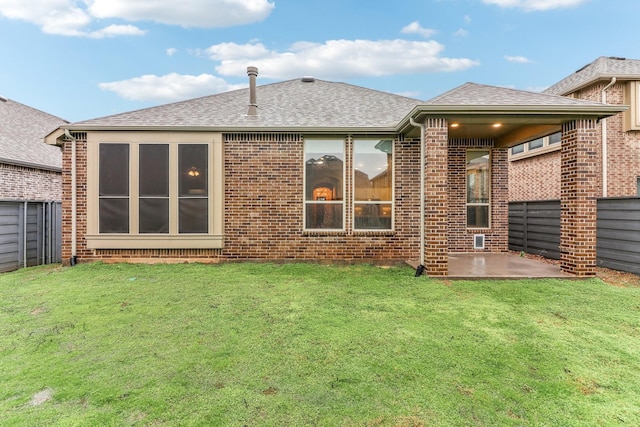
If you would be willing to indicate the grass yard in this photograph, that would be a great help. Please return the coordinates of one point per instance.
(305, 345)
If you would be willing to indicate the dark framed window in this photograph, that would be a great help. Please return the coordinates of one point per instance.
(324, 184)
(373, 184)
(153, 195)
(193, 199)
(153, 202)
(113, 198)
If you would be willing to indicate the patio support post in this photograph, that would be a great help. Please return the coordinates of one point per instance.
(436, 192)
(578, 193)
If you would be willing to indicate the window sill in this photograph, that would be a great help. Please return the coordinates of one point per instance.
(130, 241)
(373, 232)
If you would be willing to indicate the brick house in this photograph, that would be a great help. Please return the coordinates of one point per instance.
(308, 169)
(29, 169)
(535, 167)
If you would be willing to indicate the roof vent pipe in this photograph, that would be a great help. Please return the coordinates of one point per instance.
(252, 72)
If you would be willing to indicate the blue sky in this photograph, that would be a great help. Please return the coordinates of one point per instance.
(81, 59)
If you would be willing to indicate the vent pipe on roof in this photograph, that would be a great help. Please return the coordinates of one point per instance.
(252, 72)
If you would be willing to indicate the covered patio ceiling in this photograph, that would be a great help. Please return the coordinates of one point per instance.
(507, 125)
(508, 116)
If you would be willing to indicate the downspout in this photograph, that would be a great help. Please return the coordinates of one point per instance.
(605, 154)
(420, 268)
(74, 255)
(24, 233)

AIM OF THE EXERCISE
Write the listing again exactly, duplicating every line and skipping the pictures.

EXERCISE SOLUTION
If you would be willing to indicate the grass yard in this photograph, that would be a great help. Please return the coordinates of one point per instance.
(305, 345)
If you would be willing to indicate the dark framed window in this photograph, that would be a great help. Please return the coordinates of one point per instance.
(324, 184)
(373, 184)
(153, 195)
(193, 199)
(153, 202)
(113, 198)
If you would be willing to indicate the patio support post in this photograph, that would be a great help. Please return the coordinates of one point per instance.
(436, 192)
(578, 193)
If you would be willing to indicate the window sill in this photograph, that would be a great help. Please return the coordinates of one point per instance.
(130, 241)
(373, 232)
If you would be willing to indicate the brick house in this photograph, that would be a great help. Please return the coordinates of one point per instance.
(308, 169)
(29, 169)
(535, 167)
If you would be willing to indicate the roof vent pipe in this photograph, that would be a great help. Please return the coordinates of one point per instance.
(252, 72)
If you would be willing to indicate the blue sky in this photograph, that would be a great help. Please return the coordinates of one point per instance.
(81, 59)
If you would be willing to indicate the vent pipe on roof in this photograph, that would be a great help. Please return the coordinates of one point per instance.
(252, 72)
If you would be willing to indicate the covered patio ceiling in this photograph, that would be a great help. Please return the coordinates of one point per instance.
(507, 125)
(508, 116)
If you would be willing to indicate the downspout in this photograph, that would be a great help. Please return the coordinates of one point per instance.
(605, 154)
(420, 268)
(74, 255)
(24, 233)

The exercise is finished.